Text for analysis
CHI CELEBRATES A “VIRTUAL GROUNDBREAKING” FOR THE FIRST CHILDREN’S CRISIS CENTER IN SOUTHERN MIAMI DADE AND MONROE COUNTIES

MIAMI  – On May 27 at 10am, Community Health of South Florida, Inc. (CHI) will celebrate a virtual groundbreaking for the first Children’s Crisis Center in southern Miami Dade and Monroe Counties to coincide with National Mental Health Awareness month. Due to the COVID-19 pandemic, CHI cancelled its anticipated ceremony last month. However, in light of the current situation, CHI decided to move forward with the project given that children’s suicide rates and mental health issues continue to be on the rise. The virtual gathering launched the construction of the 20-room facility designed to help children suffering from severe mental illness. The facility will be located adjacent to CHI’s headquarters, located at 10300 SW 216 St., Miami, FL 33190.  Viewers can watch the video and give to the cause starting at 10am on May 27 on the landing page www.chisouthfl.org/groundbreaking.

The virtual ceremony includes a traditional shovel ceremony, speeches by CHI’s President and CEO, Brodes H. Hartley Jr., as well as notable representatives such as Miami Dade School Superintendent Alberto Carvalho, Child Advocate David Lawrence and foster mom, Miss Alina.

“The need for a children’s crisis center is extremely important– now more than ever. We continue to see children suffering from behavioral health issues,” said Brodes H. Hartley, Jr., President and CEO of CHI.  “The global pandemic we are all facing has also made children at risk even more susceptible to mental crisis, and that is why we are committed to seeing this center built.”

The need for intensive mental health treatment for kids has never been greater. Yet access to in-patient intensive behavioral healthcare is lacking, leaving far too many families in difficult positions during a crisis. More than 80 children a month are brought to CHI’s adult crisis center, which is not equipped to treat kids. Even during the pandemic that number has remained consistent and families with children in distress continue to seek out help.

Activity
In one to three sentences, explain why CHI chose to go ahead with the crisis center project, according to the text about CHI's Children's Crisis Center. These records are separate material, not part of the text about the crisis center.

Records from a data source

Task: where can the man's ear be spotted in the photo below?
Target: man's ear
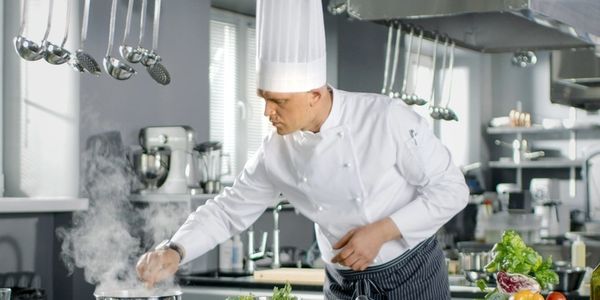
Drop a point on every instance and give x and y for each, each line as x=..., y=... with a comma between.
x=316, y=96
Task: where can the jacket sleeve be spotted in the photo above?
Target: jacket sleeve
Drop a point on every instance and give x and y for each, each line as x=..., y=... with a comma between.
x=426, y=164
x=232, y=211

---

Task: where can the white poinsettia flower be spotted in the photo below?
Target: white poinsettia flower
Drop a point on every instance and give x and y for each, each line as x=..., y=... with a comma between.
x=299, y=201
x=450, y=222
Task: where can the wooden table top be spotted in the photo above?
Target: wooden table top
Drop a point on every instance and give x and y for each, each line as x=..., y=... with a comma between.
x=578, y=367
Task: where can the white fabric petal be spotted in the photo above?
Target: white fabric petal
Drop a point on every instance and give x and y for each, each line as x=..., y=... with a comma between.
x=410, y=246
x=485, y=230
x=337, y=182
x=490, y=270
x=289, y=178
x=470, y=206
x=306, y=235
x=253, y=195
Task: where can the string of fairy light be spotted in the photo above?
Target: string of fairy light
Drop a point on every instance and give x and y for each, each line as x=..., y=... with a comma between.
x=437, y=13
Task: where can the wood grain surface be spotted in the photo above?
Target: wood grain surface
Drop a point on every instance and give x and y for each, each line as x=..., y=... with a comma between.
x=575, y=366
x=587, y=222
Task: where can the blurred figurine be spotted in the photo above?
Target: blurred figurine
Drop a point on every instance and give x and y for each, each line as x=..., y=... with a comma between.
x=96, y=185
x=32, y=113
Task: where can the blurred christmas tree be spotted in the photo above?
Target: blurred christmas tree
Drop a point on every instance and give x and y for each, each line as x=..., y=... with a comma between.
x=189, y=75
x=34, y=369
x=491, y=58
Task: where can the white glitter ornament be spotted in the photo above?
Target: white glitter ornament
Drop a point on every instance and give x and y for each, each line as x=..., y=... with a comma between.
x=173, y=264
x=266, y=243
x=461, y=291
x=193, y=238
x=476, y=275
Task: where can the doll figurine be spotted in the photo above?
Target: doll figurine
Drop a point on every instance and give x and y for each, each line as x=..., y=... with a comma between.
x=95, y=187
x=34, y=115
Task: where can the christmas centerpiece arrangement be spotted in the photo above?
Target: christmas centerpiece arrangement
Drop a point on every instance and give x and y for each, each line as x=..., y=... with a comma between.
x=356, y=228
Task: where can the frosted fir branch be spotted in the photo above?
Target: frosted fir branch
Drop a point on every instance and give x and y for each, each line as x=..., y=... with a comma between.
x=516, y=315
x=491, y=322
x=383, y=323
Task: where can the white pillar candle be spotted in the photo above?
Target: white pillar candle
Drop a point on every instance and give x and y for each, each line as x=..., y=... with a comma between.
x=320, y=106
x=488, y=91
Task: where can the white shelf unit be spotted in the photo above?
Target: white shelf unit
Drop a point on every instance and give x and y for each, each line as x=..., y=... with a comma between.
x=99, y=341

Solution to this exercise
CHI had canceled its planned ceremony because of the COVID-19 pandemic, but it moved forward with the project because children's suicide rates and mental health issues continue to rise. Its President and CEO added that the pandemic has made at-risk children even more susceptible to mental crisis.